**Work item**: Filter on the word "point": copy each matching line from the listing below.
=== Section Start ===
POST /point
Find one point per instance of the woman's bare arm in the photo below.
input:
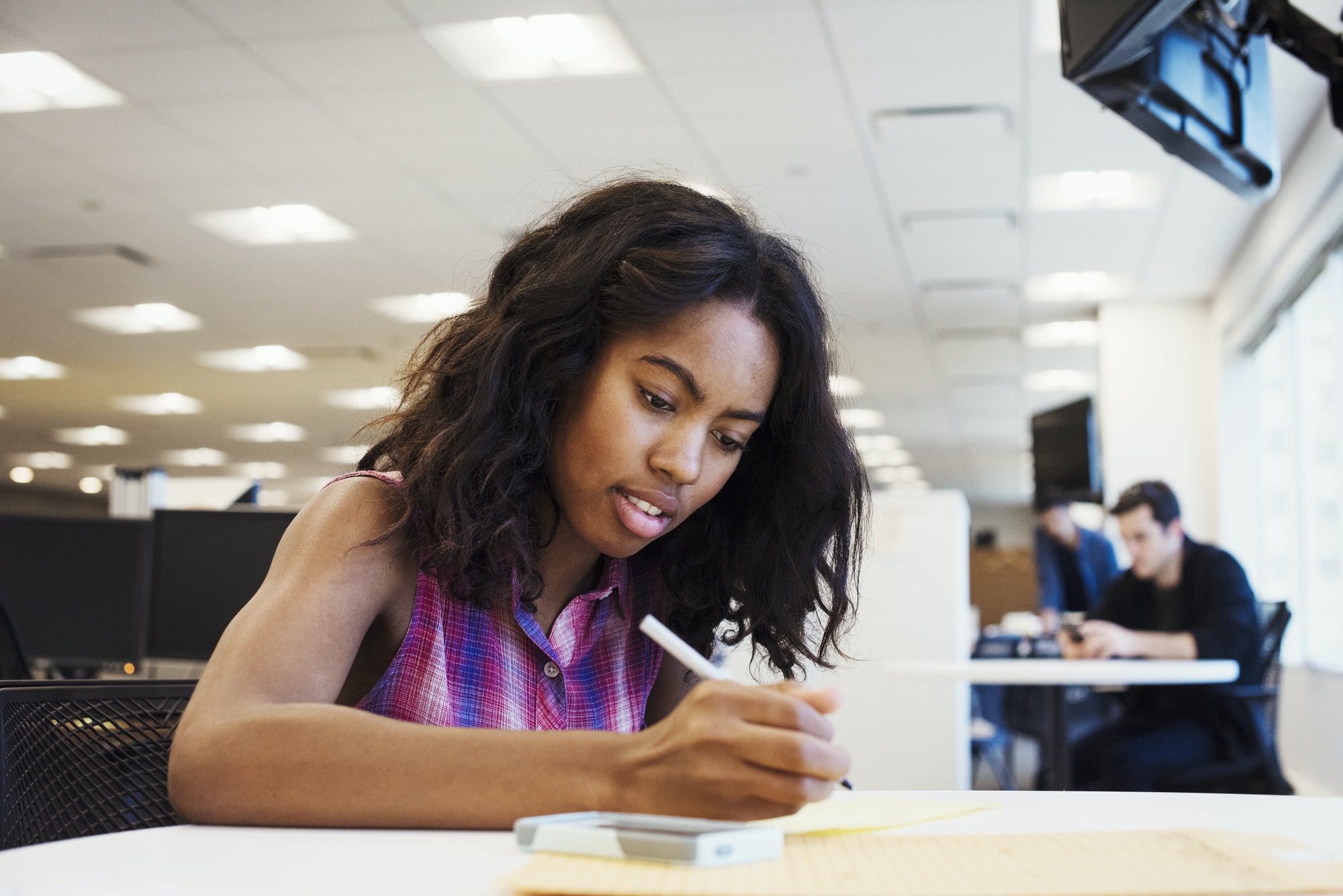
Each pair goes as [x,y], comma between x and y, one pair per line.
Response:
[263,741]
=== Section End ===
**Written response**:
POST /point
Find one point per instance of the woman's bare arm in the photo below.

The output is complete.